#### [EXTRACT PROVIDED]
+ + + + +

Context-based statement-level vulnerability localization
Thu-Trang Nguyen,Hieu Dinh Vo
DOI: https://doi.org/10.2139/ssrn.4459266
IF: 3.9
2024-01-22
Information and Software Technology
Abstract:Context: The number of attacks exploring software vulnerabilities has dramatically increased, which has caused various severe damages. Thus, early and accurately detecting vulnerabilities becomes essential to guarantee software quality and prevent the systems from malicious attacks. Multiple automated vulnerability detection approaches have been proposed and obtained promising results. However, most studies detect vulnerabilities at a coarse-grained, i.e., file or method level. Thus, developers still have to spend significant investigation efforts on localizing vulnerable statements. Objective: In this paper, we introduce COSTA , a novel context-based approach to localize vulnerable statements. Method: In particular, given a vulnerable function, COSTA identifies vulnerable statements based on their suspiciousness scores. Specifically, the suspiciousness of each statement is measured according to its semantics captured by four contexts, including operation context, dependence context, surrounding context , and vulnerability type . Results: Our experimental results on a large vulnerability dataset show that COSTA outperforms the state-of-the-art approaches up to 96% in F1-score and 167% in Accuracy. COSTA also surpasses these approaches up to two times in Top-1 Accuracy. Especially, COSTA obtains about 80% at Top-3 Recall . In other words, developers can find about 80% of the vulnerable statements by investigating only three first-ranked statements in each function. Conclusion: COSTA effectively addresses the challenge of statement-level vulnerability localization by leveraging multiple contextual features. Our experimental results show that COSTA outperforms existing state-of-the-art approaches. With the ability to accurately and efficiently identify vulnerable statements, developers can better allocate their investigation efforts, reduce the risk of potential security threats, and ensure software quality and security in real-world applications.
computer science, information systems, software engineering

+ + + + +

#### [SUPPLIED DATA]
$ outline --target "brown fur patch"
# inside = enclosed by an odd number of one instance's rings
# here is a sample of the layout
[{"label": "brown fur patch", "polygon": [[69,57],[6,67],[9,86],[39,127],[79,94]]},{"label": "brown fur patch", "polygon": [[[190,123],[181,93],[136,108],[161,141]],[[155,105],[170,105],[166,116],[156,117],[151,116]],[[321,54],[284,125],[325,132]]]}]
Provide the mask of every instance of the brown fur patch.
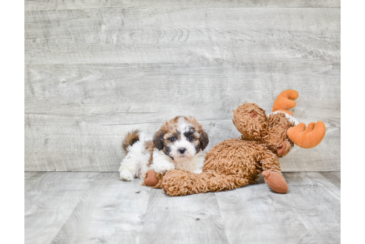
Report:
[{"label": "brown fur patch", "polygon": [[128,152],[128,147],[131,146],[140,140],[140,133],[141,131],[139,130],[132,130],[128,132],[124,140],[122,142],[122,147],[126,153]]},{"label": "brown fur patch", "polygon": [[180,125],[182,123],[190,124],[192,129],[196,131],[197,133],[194,135],[194,139],[199,141],[197,142],[196,145],[199,144],[199,148],[203,150],[209,143],[208,136],[203,130],[202,125],[198,122],[193,116],[177,116],[163,123],[160,130],[154,136],[153,144],[155,147],[158,150],[162,149],[165,153],[167,153],[166,148],[168,148],[171,143],[170,139],[171,137],[176,137],[177,140],[179,139],[180,134],[177,129]]}]

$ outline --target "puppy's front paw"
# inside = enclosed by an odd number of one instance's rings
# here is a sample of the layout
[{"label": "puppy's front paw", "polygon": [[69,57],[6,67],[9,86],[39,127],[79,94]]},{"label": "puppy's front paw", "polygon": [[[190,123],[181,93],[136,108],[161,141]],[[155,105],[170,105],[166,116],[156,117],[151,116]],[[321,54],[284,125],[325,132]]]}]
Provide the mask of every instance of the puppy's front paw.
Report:
[{"label": "puppy's front paw", "polygon": [[134,180],[133,174],[127,170],[122,170],[119,174],[119,179],[121,181],[130,182]]},{"label": "puppy's front paw", "polygon": [[175,169],[175,166],[170,163],[163,163],[155,166],[154,169],[157,173],[163,174],[169,170]]}]

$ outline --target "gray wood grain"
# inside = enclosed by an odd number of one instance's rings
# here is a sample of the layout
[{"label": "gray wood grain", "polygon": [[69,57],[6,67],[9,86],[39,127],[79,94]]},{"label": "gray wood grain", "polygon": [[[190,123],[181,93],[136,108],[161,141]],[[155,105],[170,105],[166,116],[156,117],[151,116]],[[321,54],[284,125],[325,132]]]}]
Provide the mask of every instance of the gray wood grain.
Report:
[{"label": "gray wood grain", "polygon": [[[118,125],[119,120],[114,116],[25,114],[25,170],[117,171],[124,156],[121,143],[126,133],[139,128],[152,136],[162,124]],[[230,119],[200,122],[210,138],[207,151],[223,140],[240,135]],[[339,170],[340,130],[328,122],[326,126],[326,137],[319,145],[310,149],[294,147],[281,160],[283,171]]]},{"label": "gray wood grain", "polygon": [[[26,172],[24,243],[338,243],[339,189],[318,172],[284,176],[286,194],[261,178],[232,191],[171,197],[116,173]],[[346,236],[360,218],[353,209],[363,208],[355,190],[341,198]]]},{"label": "gray wood grain", "polygon": [[141,243],[228,243],[215,194],[174,197],[153,189]]},{"label": "gray wood grain", "polygon": [[339,189],[341,188],[341,172],[321,172],[321,174],[324,176],[331,183],[336,185]]},{"label": "gray wood grain", "polygon": [[37,0],[24,1],[24,9],[41,10],[52,9],[77,9],[93,8],[136,8],[136,7],[340,7],[336,0],[236,0],[179,1],[165,0],[113,0],[108,1],[81,0]]},{"label": "gray wood grain", "polygon": [[339,62],[340,10],[24,12],[25,63]]},{"label": "gray wood grain", "polygon": [[339,127],[340,76],[339,63],[322,61],[31,64],[24,70],[24,112],[113,116],[121,124],[163,122],[177,115],[231,120],[232,109],[245,101],[269,112],[277,96],[294,89],[300,94],[296,117]]},{"label": "gray wood grain", "polygon": [[203,124],[209,150],[239,136],[232,109],[247,101],[270,112],[291,88],[300,93],[295,116],[327,131],[317,147],[295,147],[283,170],[339,170],[340,66],[321,62],[26,65],[24,168],[116,171],[128,130],[152,136],[178,115]]},{"label": "gray wood grain", "polygon": [[100,173],[52,243],[140,243],[151,189],[141,183]]},{"label": "gray wood grain", "polygon": [[286,194],[271,191],[262,178],[262,183],[217,194],[229,243],[338,243],[339,197],[315,175],[284,175]]},{"label": "gray wood grain", "polygon": [[51,243],[98,173],[24,173],[25,244]]}]

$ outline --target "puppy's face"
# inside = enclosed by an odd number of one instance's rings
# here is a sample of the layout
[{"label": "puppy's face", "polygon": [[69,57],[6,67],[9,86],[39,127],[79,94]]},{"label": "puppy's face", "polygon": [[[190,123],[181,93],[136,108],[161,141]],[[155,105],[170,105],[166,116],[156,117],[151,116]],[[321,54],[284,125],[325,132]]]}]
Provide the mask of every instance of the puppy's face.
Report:
[{"label": "puppy's face", "polygon": [[166,122],[153,138],[155,147],[176,162],[190,160],[208,142],[202,125],[192,116],[178,116]]}]

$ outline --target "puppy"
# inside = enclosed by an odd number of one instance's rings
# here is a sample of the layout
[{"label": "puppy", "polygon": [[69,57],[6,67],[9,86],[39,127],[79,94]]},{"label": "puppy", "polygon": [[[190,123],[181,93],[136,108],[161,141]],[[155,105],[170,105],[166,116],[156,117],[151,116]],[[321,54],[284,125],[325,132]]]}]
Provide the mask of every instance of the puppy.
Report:
[{"label": "puppy", "polygon": [[177,116],[164,123],[153,138],[145,138],[138,130],[129,132],[122,142],[127,154],[119,168],[120,179],[144,179],[150,169],[160,174],[175,169],[201,173],[208,142],[192,116]]}]

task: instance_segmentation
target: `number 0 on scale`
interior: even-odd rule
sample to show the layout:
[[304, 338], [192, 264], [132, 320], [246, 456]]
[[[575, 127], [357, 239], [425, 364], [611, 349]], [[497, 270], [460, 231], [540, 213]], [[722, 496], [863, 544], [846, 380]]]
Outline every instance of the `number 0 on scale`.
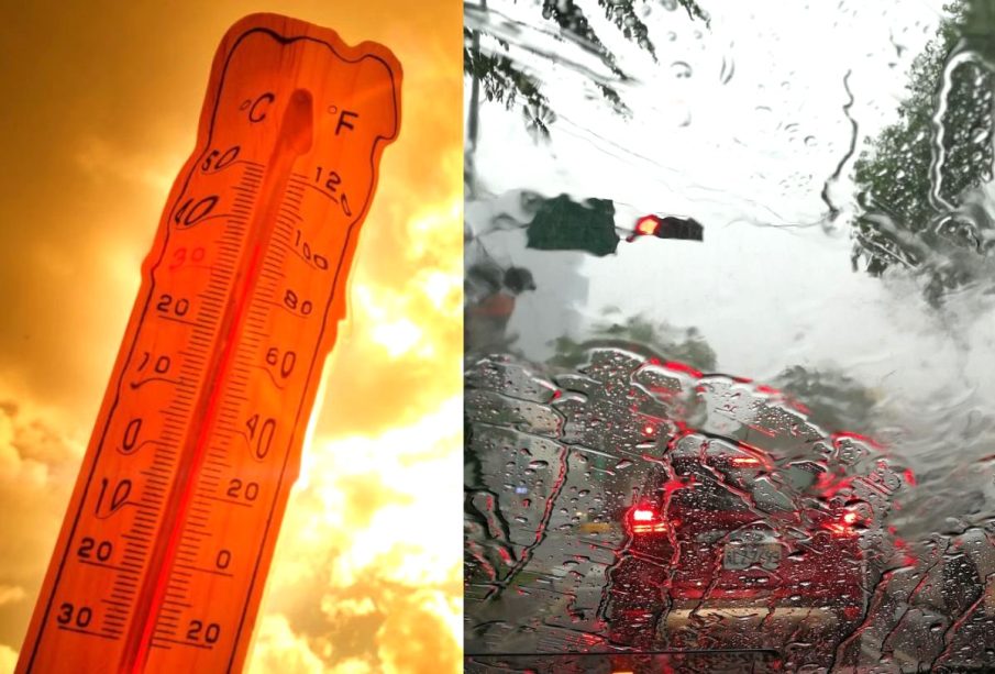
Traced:
[[18, 672], [241, 670], [400, 84], [301, 21], [225, 34]]

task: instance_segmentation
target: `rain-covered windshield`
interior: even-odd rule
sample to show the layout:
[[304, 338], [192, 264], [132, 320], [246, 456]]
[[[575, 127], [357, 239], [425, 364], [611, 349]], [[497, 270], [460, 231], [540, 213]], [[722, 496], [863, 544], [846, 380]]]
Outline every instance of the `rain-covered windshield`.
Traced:
[[995, 670], [995, 2], [464, 15], [467, 671]]

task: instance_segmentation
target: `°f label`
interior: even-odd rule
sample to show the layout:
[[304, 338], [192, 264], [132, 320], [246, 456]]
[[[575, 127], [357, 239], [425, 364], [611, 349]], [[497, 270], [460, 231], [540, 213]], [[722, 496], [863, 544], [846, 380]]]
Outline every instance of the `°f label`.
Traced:
[[400, 84], [301, 21], [225, 34], [18, 672], [241, 670]]

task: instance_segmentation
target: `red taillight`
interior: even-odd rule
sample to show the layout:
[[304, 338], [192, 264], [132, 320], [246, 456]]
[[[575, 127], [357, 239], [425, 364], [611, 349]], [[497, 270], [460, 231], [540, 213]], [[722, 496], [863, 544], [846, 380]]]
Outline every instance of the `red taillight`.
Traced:
[[864, 518], [859, 512], [847, 510], [839, 519], [822, 524], [822, 528], [840, 538], [854, 538], [860, 535], [860, 529], [865, 524]]
[[654, 517], [656, 517], [656, 513], [653, 512], [652, 510], [637, 508], [635, 510], [632, 511], [632, 520], [637, 521], [637, 522], [649, 522]]
[[660, 513], [645, 506], [633, 508], [629, 518], [632, 521], [632, 533], [663, 533], [667, 530], [667, 523], [660, 518]]
[[762, 465], [762, 462], [754, 456], [733, 456], [730, 463], [738, 468], [755, 467]]
[[635, 221], [635, 234], [640, 236], [653, 236], [660, 231], [660, 218], [656, 216], [643, 216]]

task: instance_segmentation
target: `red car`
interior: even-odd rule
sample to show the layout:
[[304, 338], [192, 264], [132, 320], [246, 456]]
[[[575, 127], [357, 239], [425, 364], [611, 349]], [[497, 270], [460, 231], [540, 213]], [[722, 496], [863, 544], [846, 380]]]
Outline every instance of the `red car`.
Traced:
[[869, 510], [820, 498], [819, 463], [775, 468], [753, 448], [684, 440], [623, 516], [612, 641], [782, 654], [794, 644], [832, 658], [867, 604], [860, 531]]

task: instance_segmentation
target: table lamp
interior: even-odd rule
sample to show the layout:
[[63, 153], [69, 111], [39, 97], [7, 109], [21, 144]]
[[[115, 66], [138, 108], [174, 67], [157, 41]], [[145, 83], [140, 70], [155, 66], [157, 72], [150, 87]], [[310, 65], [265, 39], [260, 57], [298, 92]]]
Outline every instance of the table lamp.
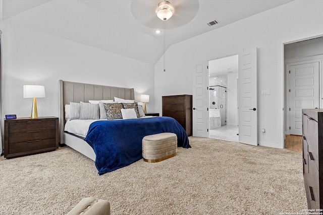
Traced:
[[45, 97], [45, 87], [41, 85], [24, 85], [24, 98], [33, 98], [32, 108], [30, 118], [38, 118], [37, 113], [36, 98]]
[[140, 98], [140, 101], [144, 103], [143, 106], [143, 112], [145, 113], [147, 113], [147, 109], [146, 108], [146, 102], [149, 102], [149, 95], [142, 95]]

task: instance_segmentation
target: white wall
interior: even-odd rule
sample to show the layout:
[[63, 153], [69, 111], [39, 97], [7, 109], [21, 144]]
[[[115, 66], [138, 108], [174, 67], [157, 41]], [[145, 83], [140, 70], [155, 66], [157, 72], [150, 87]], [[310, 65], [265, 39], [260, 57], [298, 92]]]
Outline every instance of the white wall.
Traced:
[[[24, 85], [45, 86], [46, 98], [37, 101], [38, 116], [59, 116], [60, 79], [133, 88], [137, 101], [141, 94], [154, 94], [152, 64], [44, 33], [10, 19], [2, 24], [2, 119], [9, 114], [30, 116], [32, 99], [23, 98]], [[148, 112], [154, 109], [154, 97], [150, 98]]]
[[[295, 1], [172, 45], [166, 53], [167, 71], [162, 71], [163, 58], [155, 66], [155, 110], [162, 112], [162, 96], [192, 94], [196, 61], [257, 47], [258, 143], [283, 148], [283, 44], [323, 35], [321, 8], [323, 1]], [[262, 89], [271, 94], [261, 96]]]

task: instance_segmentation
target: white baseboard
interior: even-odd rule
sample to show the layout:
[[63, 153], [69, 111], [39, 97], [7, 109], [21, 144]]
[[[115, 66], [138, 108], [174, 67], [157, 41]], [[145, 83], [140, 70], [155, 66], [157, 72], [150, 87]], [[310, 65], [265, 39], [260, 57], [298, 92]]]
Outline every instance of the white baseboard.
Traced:
[[263, 147], [272, 147], [278, 149], [283, 149], [279, 146], [278, 142], [265, 142], [264, 141], [259, 141], [259, 145]]

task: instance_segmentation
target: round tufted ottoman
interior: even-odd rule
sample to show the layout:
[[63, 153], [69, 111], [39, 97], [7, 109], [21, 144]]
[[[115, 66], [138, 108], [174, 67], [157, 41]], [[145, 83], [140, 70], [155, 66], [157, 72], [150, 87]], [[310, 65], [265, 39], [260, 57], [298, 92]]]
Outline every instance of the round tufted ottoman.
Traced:
[[160, 133], [142, 139], [142, 157], [146, 162], [155, 163], [172, 158], [177, 153], [177, 136]]

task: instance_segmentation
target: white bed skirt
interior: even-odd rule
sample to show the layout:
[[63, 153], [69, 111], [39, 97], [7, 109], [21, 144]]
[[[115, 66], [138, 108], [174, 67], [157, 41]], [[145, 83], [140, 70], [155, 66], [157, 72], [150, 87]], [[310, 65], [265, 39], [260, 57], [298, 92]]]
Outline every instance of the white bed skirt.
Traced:
[[74, 150], [95, 161], [95, 153], [92, 147], [81, 138], [64, 132], [64, 142]]

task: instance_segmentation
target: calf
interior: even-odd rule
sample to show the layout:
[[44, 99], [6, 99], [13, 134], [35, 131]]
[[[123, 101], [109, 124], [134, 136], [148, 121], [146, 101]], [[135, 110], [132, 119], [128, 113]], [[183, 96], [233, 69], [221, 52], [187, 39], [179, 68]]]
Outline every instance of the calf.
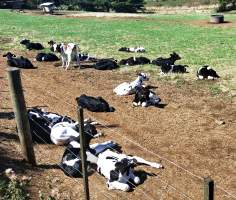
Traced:
[[119, 84], [113, 90], [113, 92], [120, 96], [134, 94], [135, 88], [141, 87], [143, 84], [143, 81], [148, 81], [148, 80], [149, 80], [149, 77], [147, 74], [139, 73], [138, 77], [134, 81], [130, 83], [124, 82], [124, 83]]
[[162, 65], [161, 74], [167, 73], [187, 73], [188, 65]]
[[119, 65], [116, 60], [112, 59], [100, 59], [96, 64], [93, 65], [95, 69], [98, 70], [112, 70], [117, 69]]
[[158, 65], [158, 66], [171, 66], [171, 65], [174, 65], [175, 61], [176, 60], [180, 60], [181, 57], [173, 52], [172, 54], [170, 54], [170, 57], [169, 58], [157, 58], [155, 60], [152, 61], [152, 64], [154, 65]]
[[3, 57], [7, 57], [7, 64], [11, 67], [18, 67], [23, 69], [34, 69], [35, 67], [27, 58], [23, 56], [16, 57], [11, 52], [6, 53]]
[[25, 45], [28, 50], [42, 50], [44, 49], [43, 45], [40, 43], [30, 42], [30, 40], [24, 39], [20, 42], [20, 44]]
[[133, 65], [145, 65], [145, 64], [150, 64], [150, 60], [148, 58], [145, 57], [130, 57], [127, 59], [122, 59], [119, 64], [120, 65], [129, 65], [129, 66], [133, 66]]
[[50, 50], [51, 50], [52, 52], [61, 53], [61, 48], [60, 48], [61, 44], [57, 44], [57, 43], [54, 42], [53, 40], [50, 40], [50, 41], [48, 42], [48, 44], [50, 45]]
[[[87, 142], [86, 142], [87, 146]], [[117, 144], [112, 141], [107, 141], [103, 143], [95, 143], [89, 145], [89, 148], [86, 150], [86, 159], [88, 169], [97, 168], [97, 155], [106, 149], [114, 148]], [[70, 177], [82, 177], [82, 162], [80, 157], [80, 143], [78, 141], [71, 141], [62, 156], [60, 163], [61, 169], [67, 176]], [[89, 171], [89, 170], [88, 170]]]
[[220, 76], [211, 67], [203, 66], [198, 69], [197, 78], [200, 80], [202, 79], [214, 80], [214, 79], [220, 78]]
[[92, 97], [85, 94], [76, 98], [77, 104], [82, 108], [87, 108], [92, 112], [114, 112], [115, 109], [110, 107], [109, 104], [102, 97]]
[[76, 60], [77, 64], [80, 66], [80, 59], [79, 59], [79, 48], [74, 43], [68, 43], [68, 44], [61, 44], [60, 46], [61, 50], [61, 60], [62, 60], [62, 68], [65, 67], [67, 70], [70, 66], [70, 62], [72, 60]]
[[53, 53], [39, 53], [37, 54], [36, 58], [39, 62], [54, 62], [60, 60], [55, 54]]
[[108, 149], [98, 155], [97, 171], [107, 178], [109, 190], [129, 191], [129, 183], [140, 183], [140, 178], [134, 175], [134, 167], [141, 164], [158, 169], [163, 168], [159, 163], [149, 162], [137, 156], [116, 153]]
[[161, 99], [148, 87], [137, 87], [135, 97], [133, 100], [134, 106], [157, 106], [161, 102]]
[[51, 46], [51, 50], [61, 54], [62, 68], [66, 70], [69, 68], [71, 61], [76, 61], [80, 66], [80, 52], [79, 47], [74, 43], [68, 44], [56, 44], [53, 40], [49, 41], [48, 44]]
[[144, 47], [121, 47], [118, 51], [125, 51], [125, 52], [145, 52]]

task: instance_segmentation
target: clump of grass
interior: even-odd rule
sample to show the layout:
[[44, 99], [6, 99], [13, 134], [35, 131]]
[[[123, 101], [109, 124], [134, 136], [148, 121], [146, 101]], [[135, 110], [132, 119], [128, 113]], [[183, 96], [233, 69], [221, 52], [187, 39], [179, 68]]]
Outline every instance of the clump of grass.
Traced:
[[219, 85], [211, 85], [209, 86], [209, 90], [211, 95], [216, 96], [222, 93], [222, 90]]
[[183, 78], [180, 78], [176, 81], [176, 87], [181, 88], [185, 83], [186, 81]]
[[27, 200], [30, 177], [18, 177], [12, 169], [7, 169], [0, 177], [1, 200]]

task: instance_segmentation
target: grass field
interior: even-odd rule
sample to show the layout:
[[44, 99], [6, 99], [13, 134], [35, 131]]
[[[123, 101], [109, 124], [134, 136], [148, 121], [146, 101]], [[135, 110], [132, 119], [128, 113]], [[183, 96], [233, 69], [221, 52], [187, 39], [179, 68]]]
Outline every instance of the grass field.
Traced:
[[[225, 15], [230, 23], [208, 24], [209, 15], [145, 15], [137, 18], [65, 18], [0, 12], [1, 49], [22, 50], [22, 38], [34, 41], [76, 42], [82, 51], [98, 57], [126, 58], [121, 46], [144, 46], [146, 57], [154, 59], [178, 52], [179, 63], [190, 66], [186, 77], [193, 78], [202, 65], [214, 67], [222, 76], [222, 88], [235, 90], [236, 15]], [[145, 70], [156, 70], [145, 66]]]

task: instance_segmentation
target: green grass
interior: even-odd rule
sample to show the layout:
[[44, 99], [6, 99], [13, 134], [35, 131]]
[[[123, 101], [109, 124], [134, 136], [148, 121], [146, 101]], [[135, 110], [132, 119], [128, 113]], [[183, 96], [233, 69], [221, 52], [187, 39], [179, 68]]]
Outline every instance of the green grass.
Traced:
[[[221, 75], [224, 87], [236, 90], [236, 14], [225, 15], [225, 19], [234, 22], [234, 27], [196, 25], [209, 21], [208, 14], [149, 15], [137, 19], [63, 18], [1, 10], [0, 44], [5, 51], [25, 51], [19, 45], [22, 38], [43, 42], [45, 46], [54, 39], [76, 42], [84, 52], [118, 60], [133, 55], [118, 52], [121, 46], [142, 45], [147, 50], [144, 56], [150, 59], [176, 51], [182, 57], [178, 63], [190, 66], [186, 77], [193, 78], [198, 67], [210, 65]], [[7, 43], [1, 42], [6, 38]], [[138, 69], [153, 71], [156, 66]]]
[[218, 0], [146, 0], [147, 6], [194, 6], [216, 4]]

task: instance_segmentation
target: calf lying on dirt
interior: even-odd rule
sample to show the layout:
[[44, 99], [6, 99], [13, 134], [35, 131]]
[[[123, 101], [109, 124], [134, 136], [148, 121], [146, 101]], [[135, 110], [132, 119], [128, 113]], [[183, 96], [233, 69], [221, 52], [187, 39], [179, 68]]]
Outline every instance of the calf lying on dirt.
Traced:
[[[78, 123], [67, 116], [45, 112], [39, 108], [32, 108], [28, 110], [28, 119], [32, 139], [38, 143], [66, 145], [71, 140], [79, 138]], [[97, 132], [95, 124], [96, 122], [85, 119], [84, 130], [88, 136], [86, 138], [102, 135]]]
[[181, 57], [177, 53], [173, 52], [172, 54], [170, 54], [169, 58], [159, 57], [153, 60], [152, 64], [158, 65], [158, 66], [171, 66], [175, 64], [176, 60], [180, 60], [180, 59]]
[[55, 54], [53, 53], [39, 53], [37, 54], [36, 58], [39, 62], [54, 62], [60, 60]]
[[3, 57], [7, 57], [7, 64], [11, 67], [18, 67], [23, 69], [34, 69], [35, 67], [30, 62], [29, 59], [24, 58], [23, 56], [16, 57], [16, 55], [11, 52], [6, 53]]
[[187, 73], [187, 67], [188, 65], [163, 65], [160, 73]]
[[121, 47], [118, 51], [125, 51], [125, 52], [145, 52], [144, 47]]
[[158, 106], [161, 99], [148, 87], [137, 87], [135, 97], [133, 100], [134, 106]]
[[203, 66], [198, 69], [197, 78], [200, 80], [202, 79], [214, 80], [220, 78], [220, 76], [211, 67]]
[[42, 50], [44, 49], [43, 45], [40, 43], [30, 42], [30, 40], [24, 39], [20, 44], [25, 45], [28, 50]]
[[[97, 169], [107, 179], [109, 190], [129, 191], [131, 183], [139, 184], [140, 178], [134, 174], [134, 167], [137, 165], [148, 165], [157, 169], [163, 168], [159, 163], [110, 150], [115, 147], [115, 143], [107, 141], [89, 145], [86, 151], [88, 168]], [[80, 144], [78, 142], [70, 142], [63, 154], [60, 166], [66, 175], [82, 177]]]
[[150, 64], [151, 61], [148, 58], [145, 57], [130, 57], [127, 59], [122, 59], [119, 64], [120, 65], [129, 65], [129, 66], [133, 66], [133, 65], [145, 65], [145, 64]]
[[130, 83], [128, 82], [121, 83], [120, 85], [115, 87], [113, 92], [120, 96], [134, 94], [135, 88], [141, 87], [143, 85], [143, 81], [148, 81], [148, 80], [149, 77], [147, 74], [139, 73], [138, 77], [134, 81]]
[[77, 104], [82, 108], [87, 108], [92, 112], [114, 112], [115, 108], [109, 104], [102, 97], [92, 97], [85, 94], [76, 98]]

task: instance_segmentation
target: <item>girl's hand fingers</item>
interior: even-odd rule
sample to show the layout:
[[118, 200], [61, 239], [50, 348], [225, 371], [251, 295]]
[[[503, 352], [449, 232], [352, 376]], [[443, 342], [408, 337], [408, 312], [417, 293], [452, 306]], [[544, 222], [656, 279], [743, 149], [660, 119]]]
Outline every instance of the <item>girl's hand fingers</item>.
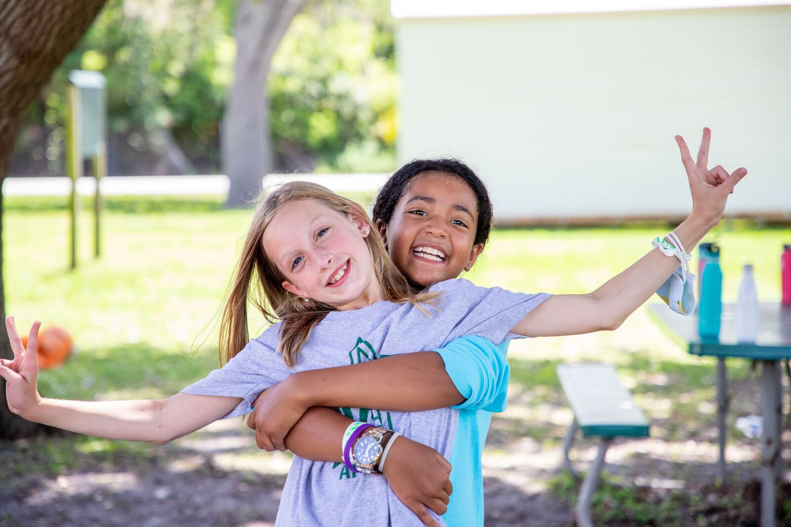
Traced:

+ + + + +

#### [GOAL A]
Condense the paragraph of the vulnerability localization abstract that begins "Abstract:Context: The number of attacks" into a bulleted list that keeps its main facts.
#### [GOAL B]
Identify every line of the records that contains the string "hand".
The text and the records were drawn from unrelated sources.

#### [EXERCISE RESPONSE A]
- Attacks exploiting software vulnerabilities have risen sharply, so early, accurate detection is essential for software quality and protection.
- Most automated detection approaches work at the file or method level, which leaves developers significant effort to localize vulnerable statements.
- COSTA is a context-based approach that localizes vulnerable statements within a given vulnerable function.
- It ranks statements by suspiciousness scores. The scores are based on four contexts: operation, dependence, surrounding, and vulnerability type.
- On a large vulnerability dataset, COSTA beats state-of-the-art approaches by up to 96% in F1-score and 167% in Accuracy, and by up to two times in Top-1 Accuracy.
- It reaches about 80% Top-3 Recall. Developers can find about 80% of vulnerable statements by checking only the three top-ranked statements per function.
- COSTA lets developers better allocate investigation effort, reduce security risk, and ensure software quality and security.

#### [EXERCISE RESPONSE B]
target: <item>girl's hand fingers</item>
Outline every instance of the <item>girl's hand fingers</item>.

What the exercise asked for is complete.